(Saved data entries)

○ ○ ○

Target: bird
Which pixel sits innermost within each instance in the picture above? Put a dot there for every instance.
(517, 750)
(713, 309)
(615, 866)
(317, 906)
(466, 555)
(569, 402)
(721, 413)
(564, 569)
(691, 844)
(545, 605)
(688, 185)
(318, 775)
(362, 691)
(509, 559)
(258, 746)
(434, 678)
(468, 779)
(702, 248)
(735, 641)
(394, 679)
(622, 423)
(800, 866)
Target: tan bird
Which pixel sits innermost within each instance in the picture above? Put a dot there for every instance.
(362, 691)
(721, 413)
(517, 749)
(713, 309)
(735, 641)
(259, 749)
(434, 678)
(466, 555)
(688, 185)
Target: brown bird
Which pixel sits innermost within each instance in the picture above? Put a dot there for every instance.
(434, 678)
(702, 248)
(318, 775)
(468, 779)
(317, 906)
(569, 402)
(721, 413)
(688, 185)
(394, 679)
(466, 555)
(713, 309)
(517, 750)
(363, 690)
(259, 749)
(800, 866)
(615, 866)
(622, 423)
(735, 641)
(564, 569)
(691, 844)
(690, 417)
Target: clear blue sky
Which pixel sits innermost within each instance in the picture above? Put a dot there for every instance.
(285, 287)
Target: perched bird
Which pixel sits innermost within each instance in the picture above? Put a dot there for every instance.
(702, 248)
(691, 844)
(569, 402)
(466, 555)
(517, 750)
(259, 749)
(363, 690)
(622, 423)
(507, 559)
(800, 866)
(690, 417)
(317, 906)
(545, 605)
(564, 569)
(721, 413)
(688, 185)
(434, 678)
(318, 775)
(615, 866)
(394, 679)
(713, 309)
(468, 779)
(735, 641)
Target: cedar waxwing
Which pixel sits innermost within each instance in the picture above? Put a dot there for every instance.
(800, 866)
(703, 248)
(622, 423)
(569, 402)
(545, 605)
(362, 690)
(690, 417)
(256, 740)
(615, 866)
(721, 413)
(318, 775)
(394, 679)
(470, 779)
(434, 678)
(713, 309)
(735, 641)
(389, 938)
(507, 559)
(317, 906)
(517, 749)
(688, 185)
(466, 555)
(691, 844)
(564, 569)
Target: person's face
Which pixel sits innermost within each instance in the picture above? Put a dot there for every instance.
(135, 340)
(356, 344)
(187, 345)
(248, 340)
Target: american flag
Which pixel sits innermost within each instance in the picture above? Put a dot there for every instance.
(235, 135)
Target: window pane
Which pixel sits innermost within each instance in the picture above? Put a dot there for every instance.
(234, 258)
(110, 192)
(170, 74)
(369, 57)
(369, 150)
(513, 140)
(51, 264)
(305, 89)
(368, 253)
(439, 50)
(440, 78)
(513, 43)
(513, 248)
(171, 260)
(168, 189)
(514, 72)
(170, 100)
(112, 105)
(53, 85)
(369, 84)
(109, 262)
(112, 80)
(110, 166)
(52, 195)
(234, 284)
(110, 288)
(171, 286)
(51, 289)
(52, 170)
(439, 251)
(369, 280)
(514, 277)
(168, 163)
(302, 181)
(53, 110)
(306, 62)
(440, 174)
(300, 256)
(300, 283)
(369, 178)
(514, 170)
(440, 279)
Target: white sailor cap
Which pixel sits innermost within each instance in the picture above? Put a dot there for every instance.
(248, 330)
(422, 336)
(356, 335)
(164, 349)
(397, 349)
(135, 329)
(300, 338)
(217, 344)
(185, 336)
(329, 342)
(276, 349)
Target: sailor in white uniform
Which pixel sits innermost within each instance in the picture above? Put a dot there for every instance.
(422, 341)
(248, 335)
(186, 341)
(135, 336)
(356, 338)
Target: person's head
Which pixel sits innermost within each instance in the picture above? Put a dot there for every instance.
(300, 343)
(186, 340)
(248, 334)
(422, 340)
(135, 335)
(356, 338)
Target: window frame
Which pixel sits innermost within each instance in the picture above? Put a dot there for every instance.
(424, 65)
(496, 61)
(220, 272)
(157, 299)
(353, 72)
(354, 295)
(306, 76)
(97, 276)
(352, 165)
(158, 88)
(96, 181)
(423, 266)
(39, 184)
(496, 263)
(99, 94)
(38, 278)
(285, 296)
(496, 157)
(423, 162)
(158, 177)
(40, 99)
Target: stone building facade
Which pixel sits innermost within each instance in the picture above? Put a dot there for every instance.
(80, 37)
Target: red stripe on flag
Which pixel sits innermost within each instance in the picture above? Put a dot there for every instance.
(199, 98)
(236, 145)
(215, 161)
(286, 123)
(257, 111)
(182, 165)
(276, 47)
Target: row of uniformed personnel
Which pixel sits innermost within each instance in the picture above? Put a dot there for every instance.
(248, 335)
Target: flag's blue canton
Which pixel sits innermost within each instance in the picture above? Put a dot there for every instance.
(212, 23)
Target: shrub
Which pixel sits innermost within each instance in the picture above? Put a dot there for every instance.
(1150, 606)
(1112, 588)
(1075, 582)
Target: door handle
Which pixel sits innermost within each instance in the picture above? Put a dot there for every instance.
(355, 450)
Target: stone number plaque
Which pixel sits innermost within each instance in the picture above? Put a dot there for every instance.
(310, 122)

○ ○ ○

**EXERCISE DIRECTIONS:**
Based on the entries above, please count how many lines contain the string "bird", and reply with the figure only.

**THE ANSWER:**
4